[START INFORMATION SUPPLIED]

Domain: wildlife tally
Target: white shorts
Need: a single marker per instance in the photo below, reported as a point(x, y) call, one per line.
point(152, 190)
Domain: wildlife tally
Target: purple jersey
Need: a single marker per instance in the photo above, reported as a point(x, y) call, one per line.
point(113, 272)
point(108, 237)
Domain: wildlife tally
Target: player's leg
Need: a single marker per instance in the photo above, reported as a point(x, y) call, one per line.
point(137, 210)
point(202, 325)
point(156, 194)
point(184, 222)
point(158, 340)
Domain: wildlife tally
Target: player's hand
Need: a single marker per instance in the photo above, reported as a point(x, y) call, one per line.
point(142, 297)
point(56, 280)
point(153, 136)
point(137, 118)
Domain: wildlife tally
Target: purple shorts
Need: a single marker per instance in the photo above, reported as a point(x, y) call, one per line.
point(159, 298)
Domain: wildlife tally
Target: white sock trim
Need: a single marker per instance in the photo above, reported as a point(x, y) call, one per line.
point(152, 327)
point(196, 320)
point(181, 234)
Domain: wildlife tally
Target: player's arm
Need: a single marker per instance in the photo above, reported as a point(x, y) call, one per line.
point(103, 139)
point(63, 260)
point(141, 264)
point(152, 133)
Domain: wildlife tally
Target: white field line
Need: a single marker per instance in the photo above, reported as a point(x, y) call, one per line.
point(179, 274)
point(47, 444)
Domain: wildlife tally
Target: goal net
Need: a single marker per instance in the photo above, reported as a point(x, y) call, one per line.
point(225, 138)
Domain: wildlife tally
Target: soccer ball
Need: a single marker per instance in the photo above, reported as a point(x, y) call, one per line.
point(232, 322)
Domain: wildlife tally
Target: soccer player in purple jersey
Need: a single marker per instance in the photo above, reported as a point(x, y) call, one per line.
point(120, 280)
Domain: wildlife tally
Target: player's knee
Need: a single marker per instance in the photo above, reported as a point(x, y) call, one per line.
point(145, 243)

[END INFORMATION SUPPLIED]

== GIVEN PROBLEM ==
Lay out every line of the listing above as a numbered list, leaving out any blank lines.

== OUTPUT FOR THIS TASK ==
1. Domain: wildlife tally
2. Target: white shorts
3. Need: a single marker per instance in the photo below, reported as a point(x, y) call, one per line.
4. point(152, 190)
5. Domain: wildlife tally
6. Target: purple jersey
7. Need: a single marker per instance in the photo above, reported as a point(x, y) call, one per line.
8. point(113, 272)
9. point(108, 237)
10. Domain: wildlife tally
11. Target: player's leg
12. Need: a single marker per instance in the photo above, reported as a point(x, y) call, one per line.
13. point(137, 210)
14. point(202, 325)
15. point(156, 194)
16. point(184, 222)
17. point(158, 340)
18. Domain: wildlife tally
19. Target: player's hand
20. Need: a single marker per instance in the photo above, reported as a point(x, y) call, one per line.
21. point(142, 297)
22. point(56, 280)
23. point(153, 136)
24. point(137, 118)
25. Domain: wildlife tally
26. Target: purple shorts
27. Need: a single marker per instance in the photo above, reported as a point(x, y) call, one per line.
28. point(159, 298)
29. Domain: wildlife tally
30. Target: white sock trim
31. Need: a single marker per instance in the photo above, reported as a point(x, y) call, one per line.
32. point(152, 327)
33. point(196, 320)
34. point(181, 234)
35. Domain: wildlife tally
36. Target: player's arm
37. Need: a single marker per instance in the photo above, reported as a point(x, y) call, one per line.
38. point(103, 139)
39. point(63, 260)
40. point(141, 264)
41. point(152, 133)
42. Domain: wildlife tally
43. Target: white field line
44. Need: a single marker per instance in the photo above, reported as a point(x, y) call, one per line.
45. point(179, 274)
46. point(47, 444)
47. Domain: wildlife tally
48. Target: goal net
49. Need: a single marker per instance in the photo above, reported as a point(x, y) call, one per line.
50. point(225, 138)
51. Domain: wildlife tally
52. Target: soccer ball
53. Need: a single marker per instance in the photo above, reported as a point(x, y) call, one per line.
54. point(232, 322)
55. Domain: wildlife tally
56. Target: soccer player in purple jersey
57. Need: a single marker per instance in the photo above, reported as a point(x, y) call, one per line.
58. point(120, 280)
59. Domain: wildlife tally
60. Target: player's knee
61. Need: a single marker per instance in the photo above, reported as a point(x, y) call, one per line.
62. point(145, 243)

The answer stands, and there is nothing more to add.